Data items:
----------------

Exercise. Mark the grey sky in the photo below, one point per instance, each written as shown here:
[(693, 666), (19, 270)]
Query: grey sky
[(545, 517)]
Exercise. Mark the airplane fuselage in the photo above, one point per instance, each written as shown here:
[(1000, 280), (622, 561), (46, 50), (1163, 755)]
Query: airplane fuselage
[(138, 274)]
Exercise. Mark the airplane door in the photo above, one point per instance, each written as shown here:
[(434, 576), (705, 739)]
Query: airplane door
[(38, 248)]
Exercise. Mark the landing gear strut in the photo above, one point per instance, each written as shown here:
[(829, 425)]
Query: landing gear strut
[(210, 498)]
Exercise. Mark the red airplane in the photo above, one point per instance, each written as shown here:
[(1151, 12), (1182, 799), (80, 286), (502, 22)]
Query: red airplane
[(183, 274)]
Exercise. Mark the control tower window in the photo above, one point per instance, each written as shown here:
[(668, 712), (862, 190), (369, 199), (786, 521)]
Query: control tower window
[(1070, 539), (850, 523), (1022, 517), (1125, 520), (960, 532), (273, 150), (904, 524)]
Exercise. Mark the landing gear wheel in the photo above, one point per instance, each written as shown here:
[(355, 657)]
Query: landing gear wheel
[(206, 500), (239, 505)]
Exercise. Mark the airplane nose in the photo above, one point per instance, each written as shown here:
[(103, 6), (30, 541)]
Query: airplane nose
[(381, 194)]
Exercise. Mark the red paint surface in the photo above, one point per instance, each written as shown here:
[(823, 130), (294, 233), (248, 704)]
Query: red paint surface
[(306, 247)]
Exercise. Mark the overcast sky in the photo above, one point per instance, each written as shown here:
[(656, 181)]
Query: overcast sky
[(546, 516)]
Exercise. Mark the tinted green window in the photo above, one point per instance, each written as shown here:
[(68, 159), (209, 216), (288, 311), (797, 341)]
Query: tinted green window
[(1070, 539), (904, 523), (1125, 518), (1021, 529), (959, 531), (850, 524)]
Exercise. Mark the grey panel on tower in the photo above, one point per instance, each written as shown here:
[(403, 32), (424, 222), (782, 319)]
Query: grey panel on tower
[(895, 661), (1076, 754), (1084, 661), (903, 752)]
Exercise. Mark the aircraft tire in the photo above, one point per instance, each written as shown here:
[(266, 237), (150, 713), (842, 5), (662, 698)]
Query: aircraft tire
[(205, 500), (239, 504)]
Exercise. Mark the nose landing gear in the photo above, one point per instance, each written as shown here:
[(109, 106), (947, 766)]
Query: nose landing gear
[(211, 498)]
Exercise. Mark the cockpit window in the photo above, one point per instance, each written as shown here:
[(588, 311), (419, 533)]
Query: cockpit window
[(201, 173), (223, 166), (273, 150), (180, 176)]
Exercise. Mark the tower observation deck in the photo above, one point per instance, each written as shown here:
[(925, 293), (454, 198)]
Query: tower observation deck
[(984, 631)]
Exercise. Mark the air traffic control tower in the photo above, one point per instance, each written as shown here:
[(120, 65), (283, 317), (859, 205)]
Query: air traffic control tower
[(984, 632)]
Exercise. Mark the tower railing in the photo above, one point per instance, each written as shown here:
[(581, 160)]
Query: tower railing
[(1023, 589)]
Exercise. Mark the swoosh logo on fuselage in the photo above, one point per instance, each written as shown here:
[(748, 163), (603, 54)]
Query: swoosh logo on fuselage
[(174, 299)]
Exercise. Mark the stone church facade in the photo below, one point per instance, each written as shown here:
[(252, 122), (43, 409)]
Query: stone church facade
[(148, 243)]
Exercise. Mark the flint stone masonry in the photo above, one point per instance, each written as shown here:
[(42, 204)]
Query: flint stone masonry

----------------

Copy down each line in the entries that has the word "below".

(OUTPUT)
Exercise. Mark the grey sky in the photo below, one point per instance, each written as shown here:
Exercise. Mark the stone church facade in the photo below, one point per instance, each written as shown here:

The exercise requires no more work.